Written instruction 1 = Print the part of the battery sensor thread from "Method (a) involves" to "most accurate results.", copying it word for word.
Written instruction 2 = Carry on the battery sensor thread, not the listing, starting right after its last line.

Battery temperature sensor location

mcgivor
mcgivor Solar Expert Posts: 3,854 ✭✭✭✭✭✭
 This question has been debated with differing opions,  reason and rationale, below is an excerpt from a Schneider manual, so with one word answers, without need for reasons, just state Terminal or Side
I'm taking a pole of opinions,  thought it would be interesting what the outcome would be.

REMEMBER ONE WORD 

(1) Install the BTS sensor on the battery.
Method (a) involves mounting the sensor to the 
negative battery post which allows the internal 
battery temperature to be sensed providing the 
most accurate results. 
Method (b) attaches the sensor to the side of 
the battery using the self-adhesive backing 
which also provides good results in most 
situations.

1500W, 6× Schutten 250W Poly panels , Schneider MPPT 60 150 CC, Schneider SW 2524 inverter, 400Ah LFP 24V nominal battery with Battery Bodyguard BMS 
Second system 1890W  3 × 300W No name brand poly, 3×330 Sunsolar Poly panels, Morningstar TS 60 PWM controller, no name 2000W inverter 400Ah LFP 24V nominal battery with Daly BMS, used for water pumping and day time air conditioning.  
5Kw Yanmar clone single cylinder air cooled diesel generator for rare emergency charging and welding.

Comments

  • Aguarancher
    Aguarancher Solar Expert Posts: 315 ✭✭✭
    side
  • _OS_
    _OS_ Solar Expert Posts: 207 ✭✭✭
    Terminal
  • Estragon
    Estragon Registered Users Posts: 4,496 ✭✭✭✭✭
    Side
    Off-grid.

Given data =
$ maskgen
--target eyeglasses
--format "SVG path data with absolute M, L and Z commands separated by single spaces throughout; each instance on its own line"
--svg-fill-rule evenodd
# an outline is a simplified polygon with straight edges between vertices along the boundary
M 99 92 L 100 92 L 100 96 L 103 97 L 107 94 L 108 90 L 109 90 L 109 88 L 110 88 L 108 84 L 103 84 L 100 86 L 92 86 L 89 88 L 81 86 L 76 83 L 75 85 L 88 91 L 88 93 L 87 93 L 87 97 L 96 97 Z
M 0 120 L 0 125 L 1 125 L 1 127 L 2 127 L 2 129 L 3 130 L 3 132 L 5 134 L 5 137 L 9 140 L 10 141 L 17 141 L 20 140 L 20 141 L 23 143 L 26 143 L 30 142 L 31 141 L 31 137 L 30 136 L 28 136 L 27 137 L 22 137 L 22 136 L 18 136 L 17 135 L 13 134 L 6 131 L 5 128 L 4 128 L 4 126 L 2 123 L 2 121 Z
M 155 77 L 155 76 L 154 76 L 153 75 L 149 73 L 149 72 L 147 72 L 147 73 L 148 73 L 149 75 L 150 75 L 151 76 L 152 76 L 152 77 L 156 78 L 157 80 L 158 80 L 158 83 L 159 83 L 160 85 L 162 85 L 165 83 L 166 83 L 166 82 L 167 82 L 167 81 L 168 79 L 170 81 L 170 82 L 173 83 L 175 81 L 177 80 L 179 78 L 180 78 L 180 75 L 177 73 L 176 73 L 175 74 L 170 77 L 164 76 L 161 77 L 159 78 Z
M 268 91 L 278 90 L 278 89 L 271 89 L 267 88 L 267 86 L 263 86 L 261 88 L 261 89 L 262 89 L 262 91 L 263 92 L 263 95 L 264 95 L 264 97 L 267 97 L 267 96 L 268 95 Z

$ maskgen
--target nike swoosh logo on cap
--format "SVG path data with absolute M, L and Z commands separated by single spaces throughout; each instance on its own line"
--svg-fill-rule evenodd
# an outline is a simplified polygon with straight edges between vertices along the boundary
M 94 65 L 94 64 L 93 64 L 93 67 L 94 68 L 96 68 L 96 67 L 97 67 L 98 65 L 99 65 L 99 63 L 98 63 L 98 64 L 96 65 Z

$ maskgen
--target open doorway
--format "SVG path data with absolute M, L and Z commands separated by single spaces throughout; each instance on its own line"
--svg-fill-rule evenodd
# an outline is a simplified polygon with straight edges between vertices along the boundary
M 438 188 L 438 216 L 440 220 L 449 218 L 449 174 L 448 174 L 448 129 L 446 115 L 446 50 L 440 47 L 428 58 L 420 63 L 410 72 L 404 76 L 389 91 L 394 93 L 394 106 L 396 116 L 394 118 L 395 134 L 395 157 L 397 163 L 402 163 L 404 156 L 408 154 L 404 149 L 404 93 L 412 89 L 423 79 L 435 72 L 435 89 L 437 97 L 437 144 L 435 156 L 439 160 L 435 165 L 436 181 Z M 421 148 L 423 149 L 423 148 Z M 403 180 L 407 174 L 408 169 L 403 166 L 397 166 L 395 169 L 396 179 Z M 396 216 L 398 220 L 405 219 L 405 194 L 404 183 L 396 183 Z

Exercise output 1 =
Method (a) involves mounting the sensor to the 
negative battery post which allows the internal 
battery temperature to be sensed providing the 
most accurate results.

Exercise output 2 =
    Main daytime system ~4kw panels into 2xMNClassic150 370ah 48v bank 2xOutback 3548 inverter 120v + 240v autotransformer
    Night system ~1kw panels into 1xMNClassic150 700ah 12v bank morningstar 300w inverter
  • Horsefly
    Horsefly Registered Users Posts: 476 ✭✭✭✭
    Terminal

    I know you are not looking for a reason but...  The terminal has a direct, very heat-conductive connection to the battery itself, and so will accurately reflect the temperature of the battery. The plastic outside of a battery is not very heat-conductive, so whatever temperature it reads will not reflect as much the temperature of the battery, and will be more influenced by the ambient air.
    Off-grid cabin: 6 x Canadian Solar CSK-280M PV panels, Schneider XW-MPPT60-150 Charge Controller, Schneider CSW4024 Inverter/Charger, Schneider SCP, 8S (25.6V), 230Ah Eve LiFePO4 battery in a custom insulated and heated case.
  • BB.
    BB. Super Moderators, Administrators Posts: 33,613 admin
    For side of battery RBTS, take a piece of Styrofoam and hollow out a place for the sensor, then place over sensor/side of battery. Will read case temperature more accurately.

    -Bill
    Near San Francisco California: 3.5kWatt Grid Tied Solar power system+small backup genset
  • Marc Kurth
    Marc Kurth Solar Expert Posts: 1,166 ✭✭✭✭
    edited June 2017 #7
    Your question is incomplete, so I cannot answer o:) How many batteries in what configuration and application and location?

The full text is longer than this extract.